**The problem**:
Whether an entry is long or short, retype it exactly.

(Data excerpts)
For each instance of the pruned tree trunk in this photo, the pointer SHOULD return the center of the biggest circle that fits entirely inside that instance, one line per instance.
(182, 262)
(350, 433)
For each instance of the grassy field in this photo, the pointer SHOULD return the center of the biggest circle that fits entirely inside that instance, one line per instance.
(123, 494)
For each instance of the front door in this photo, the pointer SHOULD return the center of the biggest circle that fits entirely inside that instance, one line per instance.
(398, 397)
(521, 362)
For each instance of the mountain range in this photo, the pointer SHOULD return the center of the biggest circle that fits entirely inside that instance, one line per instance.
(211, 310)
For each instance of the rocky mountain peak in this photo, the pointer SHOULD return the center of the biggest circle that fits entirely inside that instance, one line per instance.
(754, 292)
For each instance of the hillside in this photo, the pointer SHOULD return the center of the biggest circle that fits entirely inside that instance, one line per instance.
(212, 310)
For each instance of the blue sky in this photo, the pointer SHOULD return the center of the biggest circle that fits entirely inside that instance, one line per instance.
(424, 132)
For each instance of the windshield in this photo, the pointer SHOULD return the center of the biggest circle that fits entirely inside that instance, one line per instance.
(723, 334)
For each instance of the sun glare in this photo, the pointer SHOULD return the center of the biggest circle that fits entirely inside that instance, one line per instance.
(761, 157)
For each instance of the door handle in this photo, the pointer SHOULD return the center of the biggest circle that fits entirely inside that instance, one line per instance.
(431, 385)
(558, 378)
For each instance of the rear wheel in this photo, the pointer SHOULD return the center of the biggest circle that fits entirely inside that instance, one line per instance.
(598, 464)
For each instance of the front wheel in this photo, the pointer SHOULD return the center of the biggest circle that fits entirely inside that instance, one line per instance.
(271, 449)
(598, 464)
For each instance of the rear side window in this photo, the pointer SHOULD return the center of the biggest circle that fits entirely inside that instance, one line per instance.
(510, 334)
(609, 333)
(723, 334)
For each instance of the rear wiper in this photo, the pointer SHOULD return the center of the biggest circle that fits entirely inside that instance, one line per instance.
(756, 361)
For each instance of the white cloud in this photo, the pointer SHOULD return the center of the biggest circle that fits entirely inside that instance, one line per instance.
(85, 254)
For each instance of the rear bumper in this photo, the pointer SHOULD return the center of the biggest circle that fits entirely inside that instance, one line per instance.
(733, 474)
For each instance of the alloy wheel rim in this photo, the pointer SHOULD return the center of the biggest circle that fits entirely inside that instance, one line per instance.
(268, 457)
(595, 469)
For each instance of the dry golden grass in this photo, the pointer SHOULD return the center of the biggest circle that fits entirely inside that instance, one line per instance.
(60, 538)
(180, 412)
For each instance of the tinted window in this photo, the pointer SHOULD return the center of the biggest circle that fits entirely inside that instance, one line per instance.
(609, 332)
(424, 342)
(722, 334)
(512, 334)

**Output for this task**:
For each instance of the pruned tree trunk in this photo, the pointer SHOULD return the center of the biggest circle that fits entirely inside that instance, one line per instance.
(182, 262)
(350, 433)
For each instance of the grassy field in this photo, the pointer SHOULD return the center of the biggest circle that fits entirely inside that instance, one line per instance.
(123, 494)
For each instance of the front door in this photo, the pointer SHOULD return the center of the biggest circle that fits entirely inside that instance, one line per instance.
(398, 397)
(521, 362)
For each instance of the mountain range in this photo, the pointer SHOULD return the center of the biggest circle that fits entirely inside that instance, one line per instance.
(211, 310)
For each instance of the rocky mountain peak in this photo, the pointer SHOULD return the center of the biggest circle that fits entirely inside that instance, one line per instance.
(754, 292)
For each instance of the hillside in this photo, the pointer SHOULD return the center of the biggest circle that fits entirely inside that instance, one line per instance.
(212, 310)
For each instance of the blue sky in this photo, the pointer SHOULD return the center of the biggest circle that fits entirely inside that instance, one line per instance.
(424, 132)
For each instance of the windshield in this photo, the pointer SHOULD return the center of the biggest circle that fits entirely inside that instance, one line per instance.
(723, 334)
For each instance of the sun glare in this photo, the pointer SHOULD return the center of the biggest circle that fits entirely inside that instance, one line per instance.
(761, 157)
For each instance of the door handle in this photo, the pointer SHOULD return the center of the biggest circle that fits entirely inside that instance, one line per instance.
(431, 385)
(558, 378)
For each instance of the rear wheel in this photo, the pointer SHOULD return the center of the biggest circle that fits entirely inside that instance, one line per instance.
(598, 464)
For each instance of the front wheel in this photo, the pointer SHOULD return the center of the biggest circle that fits entirely inside that instance, one line per instance.
(271, 449)
(598, 464)
For each instance of the rear side window in this photo, the pointer SHOULD return the center of the biggest circle that fits entirely inside that instance, one line per instance.
(510, 334)
(609, 333)
(723, 334)
For each instance of the rear wiper in this photo, the pointer SHOULD return the center of the biggest circle that fits entirely inside that instance, one line per instance.
(756, 361)
For each instance of the white cloud in this photo, the pointer SHOULD return the center of the biggest circle that fits entirely inside that instance, one line per instance.
(85, 254)
For each instance of the rear bumper in this photo, the pointer SHOULD return the center of the biggest circle that fits entirely inside that instance, one line per instance.
(733, 474)
For each instance of the alloy wheel rim in this photo, the pointer SHOULD return the center of the biggest circle that fits entirely inside that instance, one line per instance.
(268, 457)
(595, 469)
For each instance of the dry golden grass in this photo, the pointer SHOULD return the center of the biggest circle that fits entirely inside that instance, one line per instance.
(60, 538)
(180, 412)
For each instance of the tinted window in this photo, the pointer SHOULD return the center of the biggest circle that fits entirely inside that instance, one line per instance.
(609, 332)
(424, 342)
(722, 334)
(512, 334)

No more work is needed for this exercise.